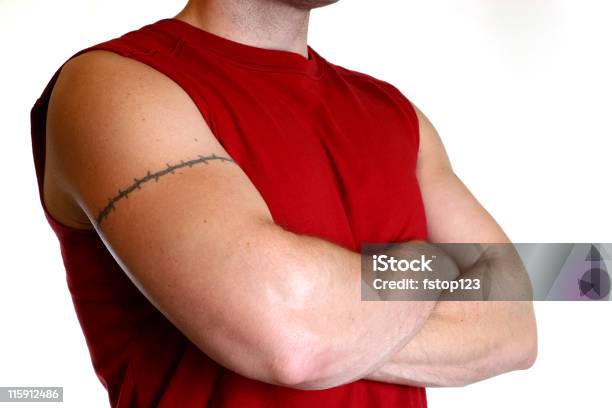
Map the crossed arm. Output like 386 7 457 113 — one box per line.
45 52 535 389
---
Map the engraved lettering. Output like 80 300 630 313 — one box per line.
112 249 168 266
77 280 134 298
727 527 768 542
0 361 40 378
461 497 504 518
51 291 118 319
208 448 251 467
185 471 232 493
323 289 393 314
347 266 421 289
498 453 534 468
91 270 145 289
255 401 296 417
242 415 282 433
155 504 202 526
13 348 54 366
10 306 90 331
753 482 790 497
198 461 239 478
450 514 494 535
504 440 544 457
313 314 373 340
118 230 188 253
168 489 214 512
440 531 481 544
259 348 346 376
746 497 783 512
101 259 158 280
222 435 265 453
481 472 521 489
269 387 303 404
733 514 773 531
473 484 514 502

• [SHORT PROBLEM]:
Gather each line of the listing above that contains the word "like", copying every such line in full.

• [CORRECT OUTPUT]:
Map the crossed arm. Output like 386 7 457 113 — one box per line.
Map the engraved lettering. Output like 80 300 630 313 — one box per line.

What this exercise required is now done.